Reproduce each of the entries below verbatim, leaving nothing out.

====== EXTRACTED INFORMATION ======

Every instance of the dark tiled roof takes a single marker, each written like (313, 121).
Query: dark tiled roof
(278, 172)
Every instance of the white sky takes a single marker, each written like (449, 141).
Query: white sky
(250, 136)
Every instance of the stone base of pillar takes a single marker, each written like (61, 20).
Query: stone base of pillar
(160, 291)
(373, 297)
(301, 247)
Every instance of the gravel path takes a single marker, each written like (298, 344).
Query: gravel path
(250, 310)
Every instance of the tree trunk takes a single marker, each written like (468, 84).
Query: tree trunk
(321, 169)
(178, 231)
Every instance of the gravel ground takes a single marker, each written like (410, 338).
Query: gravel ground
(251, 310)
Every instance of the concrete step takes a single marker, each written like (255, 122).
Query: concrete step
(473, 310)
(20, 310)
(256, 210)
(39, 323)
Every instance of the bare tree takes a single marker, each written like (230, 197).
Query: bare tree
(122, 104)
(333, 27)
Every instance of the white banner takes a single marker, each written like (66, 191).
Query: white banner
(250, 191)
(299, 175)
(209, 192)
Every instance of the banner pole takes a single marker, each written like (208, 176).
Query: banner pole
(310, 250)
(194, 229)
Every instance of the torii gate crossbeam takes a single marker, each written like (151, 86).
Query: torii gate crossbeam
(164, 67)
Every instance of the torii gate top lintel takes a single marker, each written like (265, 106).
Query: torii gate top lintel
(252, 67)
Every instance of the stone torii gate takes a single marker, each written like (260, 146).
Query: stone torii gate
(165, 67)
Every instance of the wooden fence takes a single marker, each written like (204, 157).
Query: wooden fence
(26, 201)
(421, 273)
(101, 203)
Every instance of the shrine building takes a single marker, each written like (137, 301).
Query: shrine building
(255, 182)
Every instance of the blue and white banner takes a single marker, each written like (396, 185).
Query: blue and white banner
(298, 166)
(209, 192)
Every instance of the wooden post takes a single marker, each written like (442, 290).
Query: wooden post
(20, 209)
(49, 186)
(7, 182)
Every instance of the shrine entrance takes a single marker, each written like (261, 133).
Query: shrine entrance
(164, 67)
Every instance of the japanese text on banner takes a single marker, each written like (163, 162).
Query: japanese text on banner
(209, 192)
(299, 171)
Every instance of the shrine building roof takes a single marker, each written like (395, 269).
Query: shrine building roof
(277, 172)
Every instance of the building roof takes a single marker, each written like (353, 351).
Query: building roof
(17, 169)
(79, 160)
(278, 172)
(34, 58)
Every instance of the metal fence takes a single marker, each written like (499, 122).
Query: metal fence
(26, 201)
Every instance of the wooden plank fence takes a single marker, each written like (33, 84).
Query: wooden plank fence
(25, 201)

======

SOLUTION
Every instance of the dark tiled roof takes a single marker, each written like (313, 121).
Query: dark tiled roof
(278, 172)
Every instance of the white sky takes a single marker, each written like (449, 141).
Query: white sky
(250, 136)
Every instance of the stone base of pillar takes a single marker, each written like (61, 20).
Query: stone base of pillar
(160, 291)
(373, 297)
(301, 247)
Every instance of the gravel path takes a single marker, each written like (298, 344).
Query: gravel path
(250, 310)
Every instance of the tree trunk takes a single marker, each written like (468, 84).
Query: tree trunk
(321, 169)
(178, 231)
Every instance of the gravel ground takes a single marker, each written like (410, 338).
Query: gravel ground
(251, 310)
Every instance of the concrete step takes a single marker, each written like (255, 122).
Query: concrete step
(473, 310)
(20, 310)
(256, 210)
(39, 323)
Every instance of the bare tree takes a single marker, each written like (230, 197).
Query: bare tree
(122, 104)
(333, 27)
Every instance of the white banner takes a single marker, each written like (66, 191).
Query: white banner
(250, 191)
(299, 175)
(209, 192)
Every instance of the banner pole takes a single marker, each written like (208, 176).
Query: banner pole
(310, 250)
(194, 229)
Every instance of the torii gate crossbeam takes a single marker, each written like (151, 86).
Query: torii gate crossbeam
(164, 67)
Every instance of the torii gate top lintel takes a single marker, each written like (265, 106).
Query: torii gate top lintel
(252, 67)
Every instance of the stone torii gate takes a single marker, each written like (260, 146).
Query: stone torii gate
(165, 67)
Every instance of the wooden fence takes a single marker, each written like (204, 157).
Query: wooden fence
(26, 201)
(421, 273)
(101, 203)
Every instance of the shrine building takes a single marker, each written like (137, 301).
Query: shrine building
(255, 182)
Every instance of the blue and white banner takes a single marker, each written like (396, 185).
Query: blue and white banner
(298, 166)
(209, 192)
Every instance of the wooden post takes a single marker, each written like (442, 290).
Query: wooden post
(20, 209)
(49, 186)
(7, 182)
Every instance of the shrine entrance takes a single marker, each written like (261, 133).
Query: shrine entrance
(164, 67)
Every instance of the japanese text on banner takes a single marker, each written like (163, 162).
Query: japanese text on banner
(209, 192)
(299, 171)
Every instance of the shrine building roof takes a single marker, each written like (395, 269).
Query: shrine building roof
(277, 172)
Every instance of the building roof takes a single marker, each written like (353, 351).
Query: building roof
(17, 169)
(79, 160)
(278, 172)
(34, 58)
Every instance of the metal fence takes a single marker, each written like (499, 122).
Query: metal fence
(26, 201)
Every instance of the wooden plank fence takes a single marker, each written like (33, 84).
Query: wooden plank fence
(25, 201)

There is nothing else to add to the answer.